Exercise:
Only the lines from the one with "Target: asphalt ground" onward are wanted, through the last line of the entries, set down exactly.

Supplied material:
● ● ● ● ● ● ●
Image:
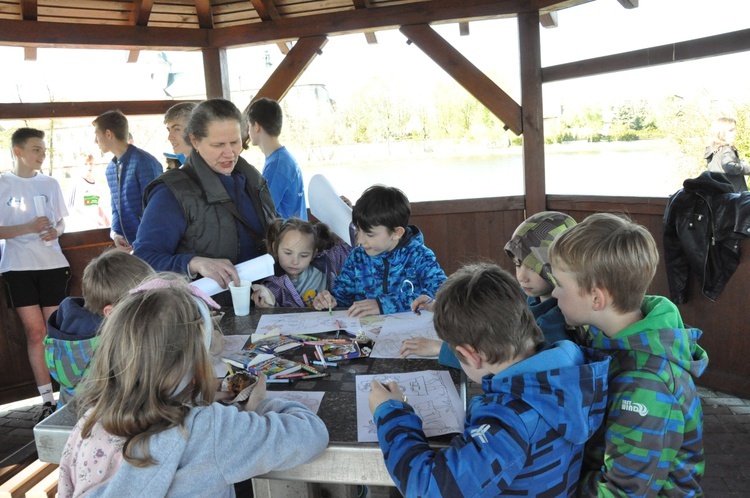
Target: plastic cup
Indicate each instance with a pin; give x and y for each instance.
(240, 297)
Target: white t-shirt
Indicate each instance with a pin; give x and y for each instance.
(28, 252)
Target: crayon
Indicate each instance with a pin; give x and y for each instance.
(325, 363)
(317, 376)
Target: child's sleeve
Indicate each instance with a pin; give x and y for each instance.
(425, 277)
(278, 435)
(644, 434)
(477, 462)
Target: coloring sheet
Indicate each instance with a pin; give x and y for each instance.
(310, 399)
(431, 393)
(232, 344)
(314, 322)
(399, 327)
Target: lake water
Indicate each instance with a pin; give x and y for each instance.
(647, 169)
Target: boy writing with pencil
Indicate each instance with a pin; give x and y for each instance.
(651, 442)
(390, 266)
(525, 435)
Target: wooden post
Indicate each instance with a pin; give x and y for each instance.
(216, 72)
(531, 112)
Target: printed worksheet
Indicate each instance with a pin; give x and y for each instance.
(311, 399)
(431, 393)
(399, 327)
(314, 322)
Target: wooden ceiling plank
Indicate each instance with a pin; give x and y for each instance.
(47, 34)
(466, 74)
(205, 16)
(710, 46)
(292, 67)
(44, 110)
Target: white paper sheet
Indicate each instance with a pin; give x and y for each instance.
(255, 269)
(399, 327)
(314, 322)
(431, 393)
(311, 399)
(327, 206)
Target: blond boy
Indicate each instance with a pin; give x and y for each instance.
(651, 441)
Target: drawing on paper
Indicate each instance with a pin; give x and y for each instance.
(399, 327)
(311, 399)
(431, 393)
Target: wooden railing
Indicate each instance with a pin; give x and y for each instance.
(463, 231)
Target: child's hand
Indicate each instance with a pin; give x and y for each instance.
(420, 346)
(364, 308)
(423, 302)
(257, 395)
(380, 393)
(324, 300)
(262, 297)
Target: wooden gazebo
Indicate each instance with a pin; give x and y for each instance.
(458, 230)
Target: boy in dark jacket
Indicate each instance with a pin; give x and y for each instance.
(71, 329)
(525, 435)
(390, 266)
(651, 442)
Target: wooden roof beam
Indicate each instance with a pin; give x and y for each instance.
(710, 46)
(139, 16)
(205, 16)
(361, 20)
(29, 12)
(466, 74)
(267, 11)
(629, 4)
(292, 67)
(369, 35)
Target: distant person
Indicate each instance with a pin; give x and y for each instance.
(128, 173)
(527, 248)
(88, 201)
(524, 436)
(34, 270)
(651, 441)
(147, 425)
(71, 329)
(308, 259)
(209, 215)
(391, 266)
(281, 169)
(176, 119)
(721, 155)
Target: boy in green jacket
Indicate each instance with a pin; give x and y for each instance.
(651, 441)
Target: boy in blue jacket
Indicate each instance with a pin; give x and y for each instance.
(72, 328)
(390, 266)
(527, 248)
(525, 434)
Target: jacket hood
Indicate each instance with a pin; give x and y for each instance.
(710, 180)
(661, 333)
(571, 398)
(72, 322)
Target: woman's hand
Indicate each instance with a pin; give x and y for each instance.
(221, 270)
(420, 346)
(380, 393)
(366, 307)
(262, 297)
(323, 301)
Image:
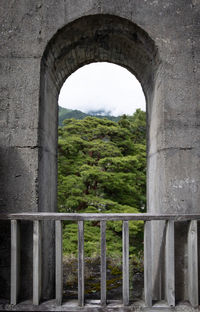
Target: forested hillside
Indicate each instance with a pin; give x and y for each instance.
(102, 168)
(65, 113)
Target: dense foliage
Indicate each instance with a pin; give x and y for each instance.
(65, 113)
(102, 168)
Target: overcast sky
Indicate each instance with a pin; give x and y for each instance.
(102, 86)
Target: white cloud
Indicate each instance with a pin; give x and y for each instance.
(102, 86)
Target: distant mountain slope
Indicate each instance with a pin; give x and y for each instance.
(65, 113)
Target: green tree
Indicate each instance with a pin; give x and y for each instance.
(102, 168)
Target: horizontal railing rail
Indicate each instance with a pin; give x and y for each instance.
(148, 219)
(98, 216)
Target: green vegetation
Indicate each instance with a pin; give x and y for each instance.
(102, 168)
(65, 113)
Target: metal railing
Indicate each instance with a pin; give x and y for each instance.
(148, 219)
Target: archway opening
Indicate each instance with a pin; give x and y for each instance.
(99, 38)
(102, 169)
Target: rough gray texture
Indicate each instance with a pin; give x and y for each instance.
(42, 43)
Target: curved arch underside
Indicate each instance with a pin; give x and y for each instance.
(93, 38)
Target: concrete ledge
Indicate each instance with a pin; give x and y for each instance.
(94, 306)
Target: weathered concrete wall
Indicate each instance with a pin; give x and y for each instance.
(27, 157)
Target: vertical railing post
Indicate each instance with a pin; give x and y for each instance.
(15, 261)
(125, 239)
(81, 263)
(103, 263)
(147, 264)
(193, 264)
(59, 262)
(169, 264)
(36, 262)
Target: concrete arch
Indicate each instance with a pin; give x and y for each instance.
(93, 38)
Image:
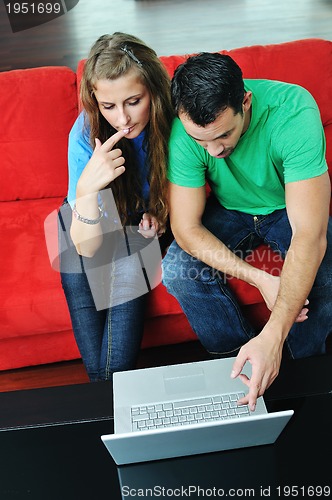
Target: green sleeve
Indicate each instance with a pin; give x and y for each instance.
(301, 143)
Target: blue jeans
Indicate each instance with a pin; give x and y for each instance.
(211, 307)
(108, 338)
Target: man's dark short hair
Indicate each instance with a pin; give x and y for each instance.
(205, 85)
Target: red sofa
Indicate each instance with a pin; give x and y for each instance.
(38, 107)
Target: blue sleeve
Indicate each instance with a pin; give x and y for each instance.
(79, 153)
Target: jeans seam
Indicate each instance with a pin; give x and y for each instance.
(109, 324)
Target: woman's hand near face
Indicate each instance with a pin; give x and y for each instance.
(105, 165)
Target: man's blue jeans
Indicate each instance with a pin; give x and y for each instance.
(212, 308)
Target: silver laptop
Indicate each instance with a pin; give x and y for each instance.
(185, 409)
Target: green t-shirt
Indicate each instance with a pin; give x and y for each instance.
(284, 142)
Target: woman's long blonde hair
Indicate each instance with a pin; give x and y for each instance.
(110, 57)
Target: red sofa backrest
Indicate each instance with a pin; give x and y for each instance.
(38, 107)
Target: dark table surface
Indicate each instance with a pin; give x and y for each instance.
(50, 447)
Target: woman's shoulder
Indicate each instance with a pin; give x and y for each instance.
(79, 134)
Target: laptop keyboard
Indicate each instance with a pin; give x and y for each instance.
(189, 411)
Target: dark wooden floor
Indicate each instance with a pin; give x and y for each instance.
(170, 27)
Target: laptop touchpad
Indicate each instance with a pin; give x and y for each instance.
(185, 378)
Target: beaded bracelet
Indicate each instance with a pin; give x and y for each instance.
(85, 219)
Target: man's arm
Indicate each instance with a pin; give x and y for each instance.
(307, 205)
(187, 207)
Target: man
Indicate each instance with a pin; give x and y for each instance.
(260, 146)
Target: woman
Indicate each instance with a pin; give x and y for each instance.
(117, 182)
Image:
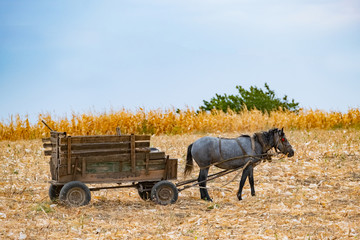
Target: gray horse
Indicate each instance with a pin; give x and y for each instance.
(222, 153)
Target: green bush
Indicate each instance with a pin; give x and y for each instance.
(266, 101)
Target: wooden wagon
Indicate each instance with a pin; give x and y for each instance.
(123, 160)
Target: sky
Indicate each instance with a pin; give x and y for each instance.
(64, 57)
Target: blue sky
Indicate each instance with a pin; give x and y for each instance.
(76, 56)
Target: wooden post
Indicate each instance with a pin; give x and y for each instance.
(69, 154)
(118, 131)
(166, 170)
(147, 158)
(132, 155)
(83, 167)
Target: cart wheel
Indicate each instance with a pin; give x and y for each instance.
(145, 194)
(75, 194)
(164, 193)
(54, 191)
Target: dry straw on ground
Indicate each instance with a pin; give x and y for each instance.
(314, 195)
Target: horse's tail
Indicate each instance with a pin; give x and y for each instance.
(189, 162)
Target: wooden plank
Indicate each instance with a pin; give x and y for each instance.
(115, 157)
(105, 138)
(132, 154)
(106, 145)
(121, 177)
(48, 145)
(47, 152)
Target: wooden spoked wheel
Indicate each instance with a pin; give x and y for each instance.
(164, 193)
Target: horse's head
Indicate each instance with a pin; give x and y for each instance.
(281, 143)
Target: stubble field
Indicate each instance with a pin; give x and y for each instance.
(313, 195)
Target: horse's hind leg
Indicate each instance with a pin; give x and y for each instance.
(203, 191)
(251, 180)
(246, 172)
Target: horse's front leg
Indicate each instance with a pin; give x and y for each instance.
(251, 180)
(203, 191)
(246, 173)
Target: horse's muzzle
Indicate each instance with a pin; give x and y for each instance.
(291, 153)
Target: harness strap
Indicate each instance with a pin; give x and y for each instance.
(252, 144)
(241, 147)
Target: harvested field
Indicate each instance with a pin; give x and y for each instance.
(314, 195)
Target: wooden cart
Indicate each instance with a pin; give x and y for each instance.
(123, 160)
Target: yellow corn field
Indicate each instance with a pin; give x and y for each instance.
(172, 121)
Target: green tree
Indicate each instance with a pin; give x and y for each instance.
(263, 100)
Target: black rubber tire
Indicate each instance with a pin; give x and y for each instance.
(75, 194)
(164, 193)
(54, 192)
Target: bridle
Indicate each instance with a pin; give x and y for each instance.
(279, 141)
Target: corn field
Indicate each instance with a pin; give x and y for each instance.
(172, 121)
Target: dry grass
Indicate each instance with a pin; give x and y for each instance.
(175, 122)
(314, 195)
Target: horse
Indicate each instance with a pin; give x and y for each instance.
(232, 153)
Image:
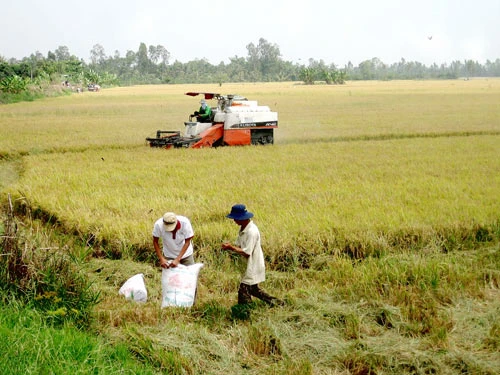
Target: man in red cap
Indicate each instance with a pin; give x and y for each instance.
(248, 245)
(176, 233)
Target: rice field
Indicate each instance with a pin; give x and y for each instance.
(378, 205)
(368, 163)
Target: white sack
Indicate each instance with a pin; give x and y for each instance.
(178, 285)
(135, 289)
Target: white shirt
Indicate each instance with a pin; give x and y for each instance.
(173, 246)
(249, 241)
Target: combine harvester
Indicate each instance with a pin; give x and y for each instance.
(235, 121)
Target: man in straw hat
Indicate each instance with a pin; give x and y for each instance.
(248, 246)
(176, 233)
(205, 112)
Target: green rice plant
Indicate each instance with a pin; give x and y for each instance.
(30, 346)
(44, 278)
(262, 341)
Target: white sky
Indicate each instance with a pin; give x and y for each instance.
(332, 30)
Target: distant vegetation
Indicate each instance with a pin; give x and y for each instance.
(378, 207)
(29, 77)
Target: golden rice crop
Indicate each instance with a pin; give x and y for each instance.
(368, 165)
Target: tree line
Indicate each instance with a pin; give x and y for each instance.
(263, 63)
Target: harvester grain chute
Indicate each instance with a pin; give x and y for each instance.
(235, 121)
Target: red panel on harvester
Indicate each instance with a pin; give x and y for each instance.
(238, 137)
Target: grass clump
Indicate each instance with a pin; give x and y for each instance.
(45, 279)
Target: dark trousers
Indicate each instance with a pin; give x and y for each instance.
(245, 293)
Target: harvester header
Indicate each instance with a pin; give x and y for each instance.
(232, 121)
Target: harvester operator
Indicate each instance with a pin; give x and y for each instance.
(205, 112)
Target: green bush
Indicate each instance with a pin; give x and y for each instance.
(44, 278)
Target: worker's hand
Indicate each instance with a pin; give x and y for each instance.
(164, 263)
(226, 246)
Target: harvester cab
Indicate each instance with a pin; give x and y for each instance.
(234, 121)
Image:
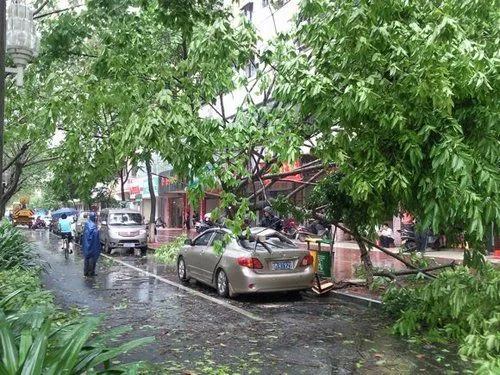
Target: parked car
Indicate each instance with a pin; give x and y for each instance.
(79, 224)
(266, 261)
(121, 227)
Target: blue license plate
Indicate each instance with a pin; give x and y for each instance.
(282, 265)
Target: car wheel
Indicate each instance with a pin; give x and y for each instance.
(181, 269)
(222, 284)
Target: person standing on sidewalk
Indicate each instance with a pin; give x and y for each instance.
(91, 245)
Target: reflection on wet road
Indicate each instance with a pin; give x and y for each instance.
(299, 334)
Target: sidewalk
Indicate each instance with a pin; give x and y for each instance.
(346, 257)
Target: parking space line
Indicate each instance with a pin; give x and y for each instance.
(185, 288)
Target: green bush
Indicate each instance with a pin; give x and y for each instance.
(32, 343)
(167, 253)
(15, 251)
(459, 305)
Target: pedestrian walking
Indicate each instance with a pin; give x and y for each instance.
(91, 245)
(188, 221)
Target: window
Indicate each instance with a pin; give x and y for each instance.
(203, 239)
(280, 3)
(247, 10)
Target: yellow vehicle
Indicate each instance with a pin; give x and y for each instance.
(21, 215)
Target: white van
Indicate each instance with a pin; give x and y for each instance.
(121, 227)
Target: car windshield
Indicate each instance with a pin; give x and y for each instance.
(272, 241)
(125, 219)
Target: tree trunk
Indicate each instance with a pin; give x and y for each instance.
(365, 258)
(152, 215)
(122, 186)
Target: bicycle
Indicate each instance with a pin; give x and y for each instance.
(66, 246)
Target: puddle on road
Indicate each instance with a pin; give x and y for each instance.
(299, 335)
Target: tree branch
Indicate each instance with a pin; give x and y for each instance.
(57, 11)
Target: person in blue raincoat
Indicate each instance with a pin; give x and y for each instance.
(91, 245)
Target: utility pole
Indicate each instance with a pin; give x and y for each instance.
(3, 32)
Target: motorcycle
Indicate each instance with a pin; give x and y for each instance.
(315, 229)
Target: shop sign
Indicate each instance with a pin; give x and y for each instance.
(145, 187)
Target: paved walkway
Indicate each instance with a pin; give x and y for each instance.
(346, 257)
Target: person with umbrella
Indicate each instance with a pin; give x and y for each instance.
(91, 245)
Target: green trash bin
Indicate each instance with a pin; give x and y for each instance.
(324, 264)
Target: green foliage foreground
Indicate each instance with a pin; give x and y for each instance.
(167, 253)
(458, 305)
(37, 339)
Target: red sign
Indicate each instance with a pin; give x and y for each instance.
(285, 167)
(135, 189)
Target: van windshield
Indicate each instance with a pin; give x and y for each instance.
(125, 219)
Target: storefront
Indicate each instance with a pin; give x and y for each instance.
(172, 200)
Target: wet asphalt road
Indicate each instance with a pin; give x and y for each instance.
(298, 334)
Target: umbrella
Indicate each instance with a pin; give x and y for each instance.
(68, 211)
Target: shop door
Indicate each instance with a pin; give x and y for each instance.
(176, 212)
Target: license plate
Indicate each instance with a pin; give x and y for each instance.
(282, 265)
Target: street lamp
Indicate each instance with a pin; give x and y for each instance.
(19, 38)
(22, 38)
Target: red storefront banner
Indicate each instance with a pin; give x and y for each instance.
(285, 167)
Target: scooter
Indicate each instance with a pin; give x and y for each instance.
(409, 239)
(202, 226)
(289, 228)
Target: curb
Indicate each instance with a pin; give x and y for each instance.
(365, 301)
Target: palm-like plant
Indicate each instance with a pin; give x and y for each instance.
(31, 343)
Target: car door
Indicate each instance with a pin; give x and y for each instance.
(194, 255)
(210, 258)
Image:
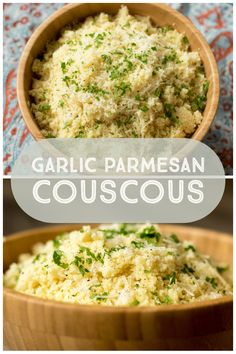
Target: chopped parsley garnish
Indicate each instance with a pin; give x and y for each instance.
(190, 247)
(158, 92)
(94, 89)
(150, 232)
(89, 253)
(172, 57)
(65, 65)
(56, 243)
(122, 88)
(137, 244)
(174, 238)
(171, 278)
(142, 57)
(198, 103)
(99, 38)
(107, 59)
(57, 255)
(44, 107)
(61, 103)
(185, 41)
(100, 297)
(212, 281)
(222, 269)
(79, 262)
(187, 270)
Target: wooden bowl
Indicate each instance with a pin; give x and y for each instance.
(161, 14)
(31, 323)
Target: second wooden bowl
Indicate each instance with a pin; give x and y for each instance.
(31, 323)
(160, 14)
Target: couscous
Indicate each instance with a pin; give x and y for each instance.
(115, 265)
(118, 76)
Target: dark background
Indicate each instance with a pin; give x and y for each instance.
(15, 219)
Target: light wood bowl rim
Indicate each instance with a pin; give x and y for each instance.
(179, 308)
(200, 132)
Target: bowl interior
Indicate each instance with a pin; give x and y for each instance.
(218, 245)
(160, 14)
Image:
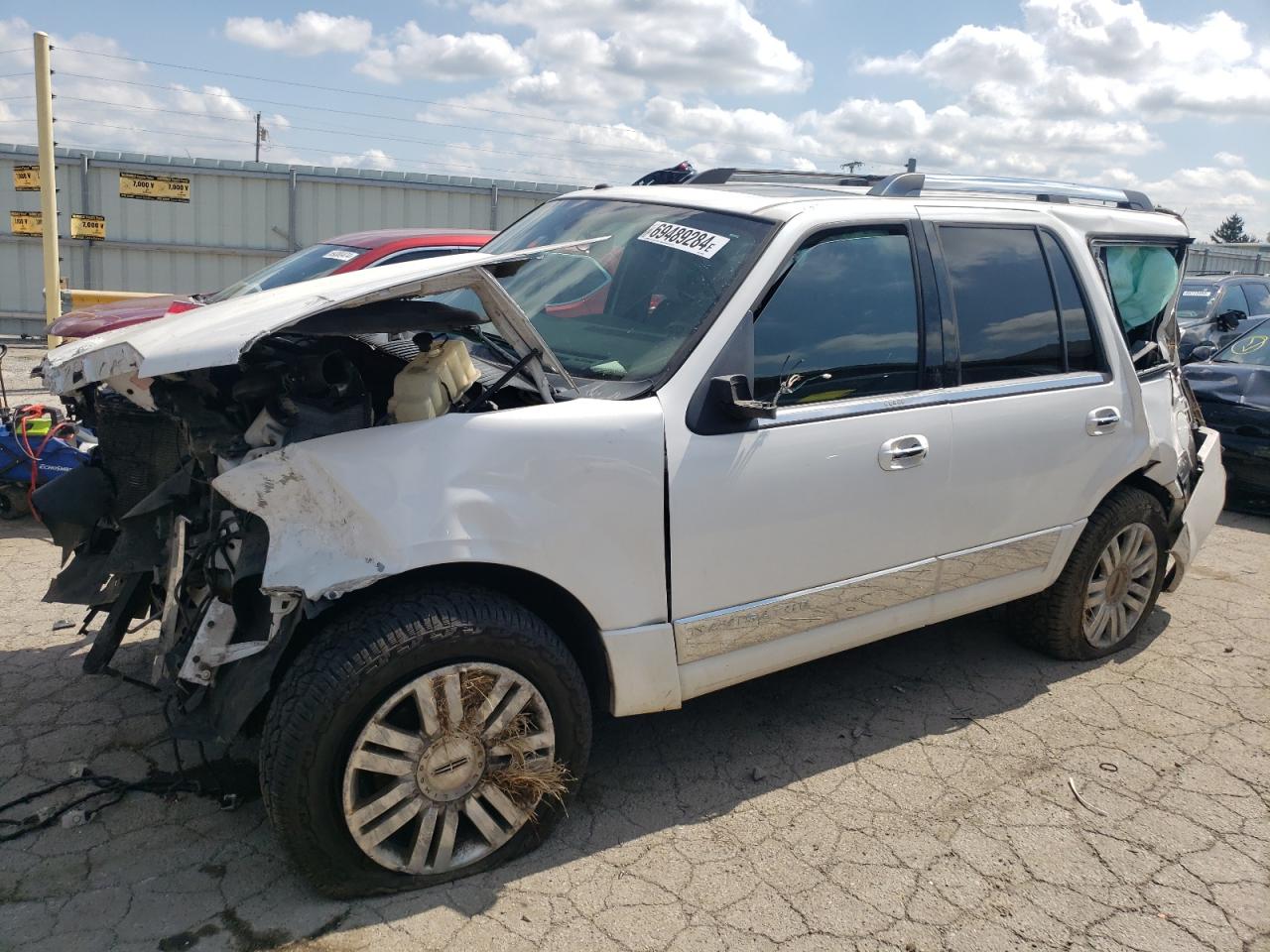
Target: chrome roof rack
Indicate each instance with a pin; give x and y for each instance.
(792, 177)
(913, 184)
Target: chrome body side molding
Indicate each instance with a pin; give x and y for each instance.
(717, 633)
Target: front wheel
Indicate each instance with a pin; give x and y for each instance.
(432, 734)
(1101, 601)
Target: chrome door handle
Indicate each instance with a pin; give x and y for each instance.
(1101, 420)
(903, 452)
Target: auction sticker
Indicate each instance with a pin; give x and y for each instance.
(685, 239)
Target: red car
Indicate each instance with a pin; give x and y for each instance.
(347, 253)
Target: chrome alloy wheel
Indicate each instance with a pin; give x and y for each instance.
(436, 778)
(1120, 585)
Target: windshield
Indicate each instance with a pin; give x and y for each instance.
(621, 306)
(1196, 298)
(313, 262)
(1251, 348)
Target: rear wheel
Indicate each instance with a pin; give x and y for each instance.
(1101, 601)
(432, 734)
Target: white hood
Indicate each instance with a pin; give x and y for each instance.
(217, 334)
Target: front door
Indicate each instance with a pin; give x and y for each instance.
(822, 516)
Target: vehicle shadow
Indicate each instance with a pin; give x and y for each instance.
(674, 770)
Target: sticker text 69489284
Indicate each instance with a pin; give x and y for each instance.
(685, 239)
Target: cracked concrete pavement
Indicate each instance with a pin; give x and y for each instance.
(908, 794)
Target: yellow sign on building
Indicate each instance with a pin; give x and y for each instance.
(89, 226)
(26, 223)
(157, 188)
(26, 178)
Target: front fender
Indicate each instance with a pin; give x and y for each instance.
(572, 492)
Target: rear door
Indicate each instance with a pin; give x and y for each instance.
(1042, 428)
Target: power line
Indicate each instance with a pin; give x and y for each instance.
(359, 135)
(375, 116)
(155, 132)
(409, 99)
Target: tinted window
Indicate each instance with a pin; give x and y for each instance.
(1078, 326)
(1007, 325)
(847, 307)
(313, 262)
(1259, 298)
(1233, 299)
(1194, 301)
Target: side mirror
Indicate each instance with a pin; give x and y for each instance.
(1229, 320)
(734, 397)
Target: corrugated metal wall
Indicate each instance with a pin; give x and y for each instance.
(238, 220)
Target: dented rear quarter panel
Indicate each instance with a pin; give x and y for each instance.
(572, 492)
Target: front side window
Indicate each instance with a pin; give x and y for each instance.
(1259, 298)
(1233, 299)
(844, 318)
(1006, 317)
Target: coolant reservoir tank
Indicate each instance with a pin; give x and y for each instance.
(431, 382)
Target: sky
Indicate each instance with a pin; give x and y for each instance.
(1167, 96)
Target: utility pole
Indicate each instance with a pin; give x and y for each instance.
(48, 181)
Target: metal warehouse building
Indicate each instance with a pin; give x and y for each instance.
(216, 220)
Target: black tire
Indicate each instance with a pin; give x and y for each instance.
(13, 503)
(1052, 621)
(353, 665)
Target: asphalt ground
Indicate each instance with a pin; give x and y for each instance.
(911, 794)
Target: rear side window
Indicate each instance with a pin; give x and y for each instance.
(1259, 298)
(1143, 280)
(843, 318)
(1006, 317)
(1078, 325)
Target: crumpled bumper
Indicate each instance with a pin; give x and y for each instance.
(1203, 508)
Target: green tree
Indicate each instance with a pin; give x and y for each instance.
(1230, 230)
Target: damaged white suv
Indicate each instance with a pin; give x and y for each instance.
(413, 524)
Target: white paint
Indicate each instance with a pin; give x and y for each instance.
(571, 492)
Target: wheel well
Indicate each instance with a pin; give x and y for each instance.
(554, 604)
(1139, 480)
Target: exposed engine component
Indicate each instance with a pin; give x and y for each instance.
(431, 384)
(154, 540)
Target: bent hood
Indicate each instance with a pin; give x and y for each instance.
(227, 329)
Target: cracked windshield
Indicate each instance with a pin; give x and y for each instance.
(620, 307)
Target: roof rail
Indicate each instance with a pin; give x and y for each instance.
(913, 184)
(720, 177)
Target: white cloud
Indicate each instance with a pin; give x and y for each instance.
● ● ● ● ● ● ●
Task output:
Target: asphalt ground
Indicate each instance with a pin; give x and y for each instance.
(911, 794)
Target: rear side window
Indicate each instance with a pin; give x and y for each instance.
(1259, 298)
(1143, 280)
(843, 318)
(1006, 317)
(1078, 325)
Target: crumpled bumper
Indicate each instance with a pin; give x and y for each instance.
(1203, 508)
Target: green tree
Indicate each instance with a pin; give x and y for each instance.
(1230, 230)
Target: damaged white suv
Indicate each instance with a pin; give x and y for each instance.
(413, 524)
Target: white paint
Indicate each instance with a pin; give x and y for each instance.
(571, 492)
Target: wheel well
Indicate each instance with a pin; give x and y for each instance.
(554, 604)
(1139, 480)
Target: exposed engine component
Indicate each instance with a pin; give x and y for each instance.
(431, 384)
(154, 540)
Target: bent hood
Indicate each instance with a pin; give x and y for each instance.
(227, 329)
Target: cracked windshield
Indicate each instance with a pin; give x and y for each instance.
(620, 307)
Target: roof rail
Indicate each instance with a pin; give x and y for each instance.
(913, 184)
(720, 177)
Target: white cloud
Indicate each instance with a pin; give x and y for each instance.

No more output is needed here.